[Data entries]
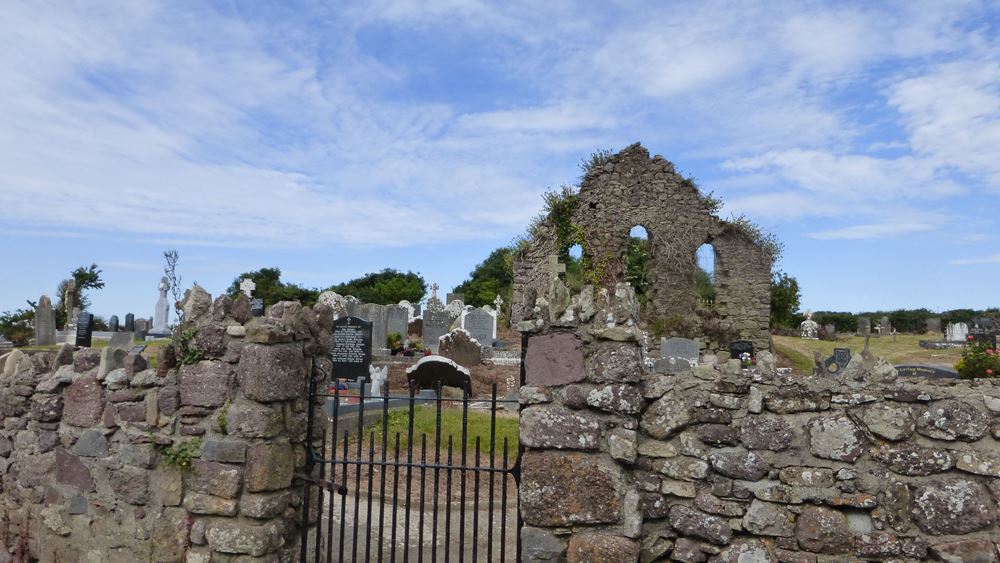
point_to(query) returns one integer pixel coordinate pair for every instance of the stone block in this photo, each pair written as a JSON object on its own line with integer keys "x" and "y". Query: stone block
{"x": 205, "y": 384}
{"x": 561, "y": 489}
{"x": 556, "y": 427}
{"x": 587, "y": 547}
{"x": 272, "y": 373}
{"x": 269, "y": 467}
{"x": 554, "y": 359}
{"x": 83, "y": 402}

» Your instructions
With the pictures removed, return the data above word for word.

» Written reply
point_to(query) returns one integer pixel coordinate pair for every instance of the stone block in this photo, each pair written as a JSON object on its own line with integer keys "x" and "y". Query: stone block
{"x": 205, "y": 384}
{"x": 561, "y": 489}
{"x": 556, "y": 427}
{"x": 587, "y": 547}
{"x": 272, "y": 373}
{"x": 269, "y": 467}
{"x": 554, "y": 359}
{"x": 83, "y": 402}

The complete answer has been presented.